— start —

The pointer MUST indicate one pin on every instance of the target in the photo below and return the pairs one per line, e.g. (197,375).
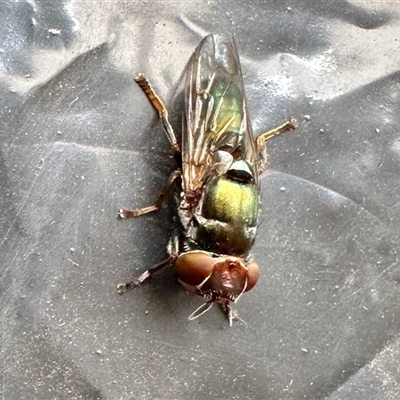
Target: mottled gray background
(78,140)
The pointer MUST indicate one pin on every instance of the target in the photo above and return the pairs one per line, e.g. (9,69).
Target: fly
(216,182)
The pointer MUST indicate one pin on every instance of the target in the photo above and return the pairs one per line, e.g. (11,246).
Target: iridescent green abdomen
(229,110)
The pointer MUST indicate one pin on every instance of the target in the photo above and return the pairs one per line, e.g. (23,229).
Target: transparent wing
(216,128)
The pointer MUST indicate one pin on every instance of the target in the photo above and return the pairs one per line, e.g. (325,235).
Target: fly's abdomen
(228,220)
(228,114)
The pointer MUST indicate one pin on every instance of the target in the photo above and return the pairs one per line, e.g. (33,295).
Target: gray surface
(79,140)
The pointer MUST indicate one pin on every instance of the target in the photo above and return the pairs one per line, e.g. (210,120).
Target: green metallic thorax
(230,211)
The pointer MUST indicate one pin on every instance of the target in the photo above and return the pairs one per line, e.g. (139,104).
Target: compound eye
(194,267)
(252,275)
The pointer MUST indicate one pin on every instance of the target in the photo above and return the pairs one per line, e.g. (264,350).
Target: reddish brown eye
(252,275)
(194,267)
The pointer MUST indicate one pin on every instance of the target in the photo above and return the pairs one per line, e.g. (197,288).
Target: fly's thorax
(216,277)
(227,220)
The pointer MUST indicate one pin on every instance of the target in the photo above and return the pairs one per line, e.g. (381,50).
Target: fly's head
(216,278)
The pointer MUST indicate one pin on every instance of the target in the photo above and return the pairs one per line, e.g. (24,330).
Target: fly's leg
(123,213)
(173,252)
(125,287)
(158,105)
(230,313)
(261,141)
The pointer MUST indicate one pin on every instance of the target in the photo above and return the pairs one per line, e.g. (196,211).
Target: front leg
(124,213)
(262,140)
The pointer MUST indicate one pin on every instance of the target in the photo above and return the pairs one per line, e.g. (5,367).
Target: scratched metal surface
(79,140)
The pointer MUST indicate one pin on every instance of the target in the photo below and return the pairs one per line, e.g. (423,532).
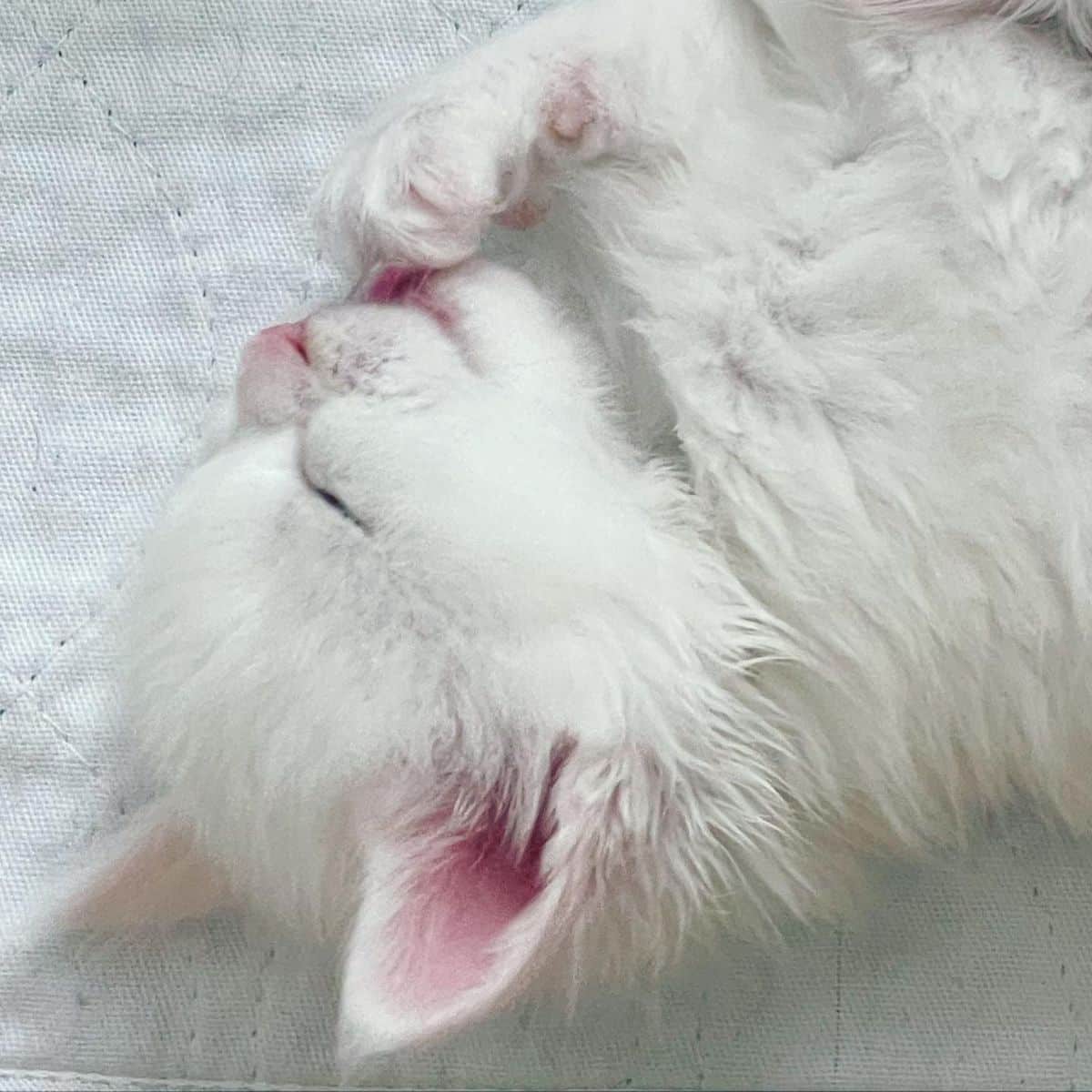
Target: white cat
(512,628)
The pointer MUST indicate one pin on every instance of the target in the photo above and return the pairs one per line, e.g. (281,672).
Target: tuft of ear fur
(150,874)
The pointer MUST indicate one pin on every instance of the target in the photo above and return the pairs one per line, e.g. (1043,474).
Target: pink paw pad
(409,285)
(572,107)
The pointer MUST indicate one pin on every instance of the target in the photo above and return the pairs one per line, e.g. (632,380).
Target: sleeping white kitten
(511,628)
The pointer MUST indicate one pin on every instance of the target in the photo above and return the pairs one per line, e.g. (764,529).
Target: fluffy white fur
(747,532)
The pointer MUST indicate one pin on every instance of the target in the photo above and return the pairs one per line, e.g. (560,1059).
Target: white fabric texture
(156,165)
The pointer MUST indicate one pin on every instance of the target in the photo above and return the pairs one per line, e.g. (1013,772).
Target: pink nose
(287,338)
(398,284)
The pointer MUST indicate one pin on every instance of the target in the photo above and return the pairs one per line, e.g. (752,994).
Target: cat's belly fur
(876,349)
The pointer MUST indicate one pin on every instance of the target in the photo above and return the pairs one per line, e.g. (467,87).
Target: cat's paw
(421,184)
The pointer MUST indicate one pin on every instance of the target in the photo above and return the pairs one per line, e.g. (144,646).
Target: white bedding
(156,162)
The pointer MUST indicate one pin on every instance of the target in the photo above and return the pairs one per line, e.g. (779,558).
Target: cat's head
(425,656)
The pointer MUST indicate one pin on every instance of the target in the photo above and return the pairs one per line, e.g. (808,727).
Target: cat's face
(420,655)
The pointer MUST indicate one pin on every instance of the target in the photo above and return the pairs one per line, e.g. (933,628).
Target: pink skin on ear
(454,913)
(451,925)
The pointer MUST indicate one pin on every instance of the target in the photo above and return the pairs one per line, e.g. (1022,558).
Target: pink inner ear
(456,911)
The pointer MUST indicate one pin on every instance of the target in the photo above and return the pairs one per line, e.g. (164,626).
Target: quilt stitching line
(188,254)
(448,16)
(54,54)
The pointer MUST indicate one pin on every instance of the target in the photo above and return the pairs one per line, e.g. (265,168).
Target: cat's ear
(457,917)
(150,874)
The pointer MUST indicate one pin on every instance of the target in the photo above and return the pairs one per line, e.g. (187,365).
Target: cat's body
(768,543)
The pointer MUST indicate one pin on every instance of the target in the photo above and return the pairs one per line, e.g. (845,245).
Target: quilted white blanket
(156,162)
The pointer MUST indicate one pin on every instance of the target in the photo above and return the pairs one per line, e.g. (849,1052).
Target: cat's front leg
(483,139)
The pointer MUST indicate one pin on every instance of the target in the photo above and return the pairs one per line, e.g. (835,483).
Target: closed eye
(336,502)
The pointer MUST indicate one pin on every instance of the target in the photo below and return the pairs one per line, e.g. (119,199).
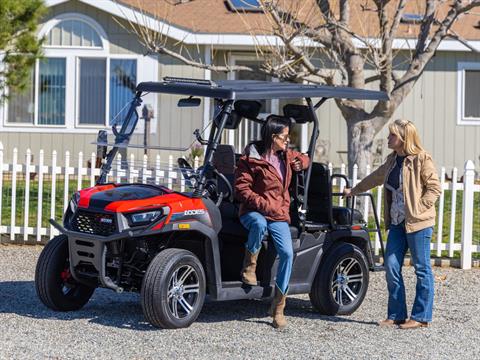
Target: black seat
(231,223)
(224,162)
(320,208)
(319,203)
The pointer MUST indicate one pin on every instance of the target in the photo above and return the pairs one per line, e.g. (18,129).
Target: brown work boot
(278,305)
(249,266)
(389,323)
(412,324)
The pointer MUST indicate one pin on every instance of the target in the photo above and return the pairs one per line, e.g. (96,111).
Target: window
(73,33)
(21,107)
(50,107)
(472,89)
(78,83)
(92,91)
(51,92)
(468,88)
(123,80)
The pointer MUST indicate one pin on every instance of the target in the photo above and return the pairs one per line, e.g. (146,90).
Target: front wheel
(54,283)
(173,289)
(341,282)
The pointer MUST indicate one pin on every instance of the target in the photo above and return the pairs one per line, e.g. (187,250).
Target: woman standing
(411,189)
(262,179)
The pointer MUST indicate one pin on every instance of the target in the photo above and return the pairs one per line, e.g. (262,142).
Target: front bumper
(92,250)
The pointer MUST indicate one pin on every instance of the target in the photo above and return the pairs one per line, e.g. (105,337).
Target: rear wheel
(54,283)
(341,282)
(173,289)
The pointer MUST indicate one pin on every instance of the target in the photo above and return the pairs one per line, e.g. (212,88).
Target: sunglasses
(283,137)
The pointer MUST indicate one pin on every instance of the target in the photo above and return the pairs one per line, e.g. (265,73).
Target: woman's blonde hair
(407,132)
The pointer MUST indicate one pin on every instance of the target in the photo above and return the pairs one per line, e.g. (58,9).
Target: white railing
(55,183)
(467,213)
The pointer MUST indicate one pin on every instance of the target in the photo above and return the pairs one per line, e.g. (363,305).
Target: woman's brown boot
(279,321)
(249,266)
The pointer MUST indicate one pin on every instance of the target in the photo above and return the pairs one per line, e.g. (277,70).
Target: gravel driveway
(112,326)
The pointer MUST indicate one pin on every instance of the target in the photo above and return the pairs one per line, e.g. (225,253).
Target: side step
(377,268)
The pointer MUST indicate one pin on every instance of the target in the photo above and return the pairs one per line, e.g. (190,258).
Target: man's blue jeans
(419,244)
(257,226)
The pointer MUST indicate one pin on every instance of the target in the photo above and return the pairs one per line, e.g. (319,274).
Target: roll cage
(235,100)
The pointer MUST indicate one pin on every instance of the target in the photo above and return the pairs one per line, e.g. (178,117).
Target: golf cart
(176,248)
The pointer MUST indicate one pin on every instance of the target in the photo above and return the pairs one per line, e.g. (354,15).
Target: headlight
(143,218)
(74,201)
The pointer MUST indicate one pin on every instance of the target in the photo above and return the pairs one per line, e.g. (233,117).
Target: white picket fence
(158,172)
(467,212)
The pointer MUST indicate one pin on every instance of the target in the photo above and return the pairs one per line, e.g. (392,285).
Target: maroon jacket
(258,185)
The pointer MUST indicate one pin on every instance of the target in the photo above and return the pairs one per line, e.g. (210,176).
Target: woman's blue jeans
(257,226)
(419,244)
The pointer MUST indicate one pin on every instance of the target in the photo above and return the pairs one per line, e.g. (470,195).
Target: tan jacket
(421,188)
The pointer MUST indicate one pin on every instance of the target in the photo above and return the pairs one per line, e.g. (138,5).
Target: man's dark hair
(273,126)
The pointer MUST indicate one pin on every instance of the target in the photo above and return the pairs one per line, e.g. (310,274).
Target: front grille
(94,223)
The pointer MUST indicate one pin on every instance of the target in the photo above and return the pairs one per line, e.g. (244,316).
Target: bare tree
(350,36)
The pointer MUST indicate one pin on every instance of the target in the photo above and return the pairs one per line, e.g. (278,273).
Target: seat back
(224,162)
(319,203)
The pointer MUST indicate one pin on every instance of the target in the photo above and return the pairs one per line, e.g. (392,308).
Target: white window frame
(461,68)
(147,70)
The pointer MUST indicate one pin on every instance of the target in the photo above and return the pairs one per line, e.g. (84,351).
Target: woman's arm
(430,182)
(374,179)
(303,158)
(243,187)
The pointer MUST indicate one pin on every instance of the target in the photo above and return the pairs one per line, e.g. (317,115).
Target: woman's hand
(347,192)
(296,164)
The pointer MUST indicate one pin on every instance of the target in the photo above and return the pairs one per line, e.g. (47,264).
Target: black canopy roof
(255,90)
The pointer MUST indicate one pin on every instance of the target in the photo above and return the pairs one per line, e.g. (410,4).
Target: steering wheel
(187,171)
(211,188)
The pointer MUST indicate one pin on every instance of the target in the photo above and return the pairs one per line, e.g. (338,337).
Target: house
(93,60)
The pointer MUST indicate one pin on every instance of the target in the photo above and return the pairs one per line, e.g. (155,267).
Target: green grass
(446,221)
(46,203)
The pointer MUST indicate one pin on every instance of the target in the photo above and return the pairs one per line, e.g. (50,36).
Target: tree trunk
(360,140)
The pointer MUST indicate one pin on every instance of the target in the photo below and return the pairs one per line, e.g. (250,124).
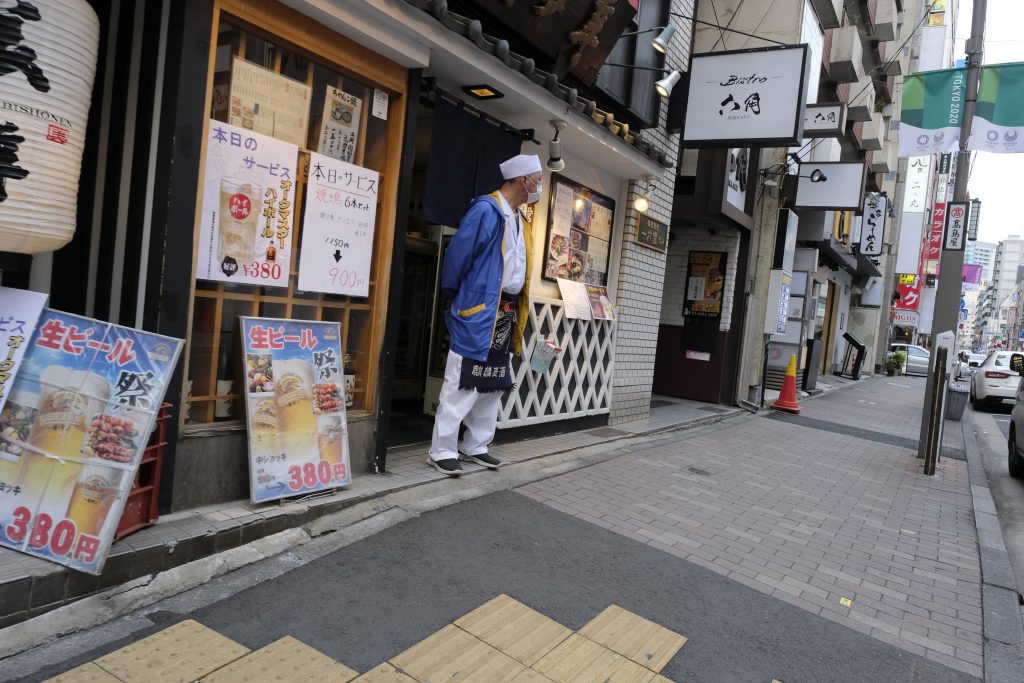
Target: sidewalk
(830,512)
(31,587)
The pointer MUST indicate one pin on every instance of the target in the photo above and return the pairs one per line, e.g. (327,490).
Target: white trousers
(477,411)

— end —

• Problem
Rewrite the lines from the one holding "line, e.g. (250,124)." through the end of the items, both included and requests kept, and shift every answer coordinate by adding 138 to each number. Keep the numbers in the requests and their sample pairs unchanged, and leave the pictures out.

• Result of this task
The pointer MUST indicate one pin on every instance of the target in the photo below and return the pairs one per line, e.g. (250,124).
Target: sidewalk
(968,650)
(169,725)
The pointer MUST indicate one pin on every instance of the target in the photo above and return the pairs one per line, e.g. (327,490).
Target: white trousers
(615,549)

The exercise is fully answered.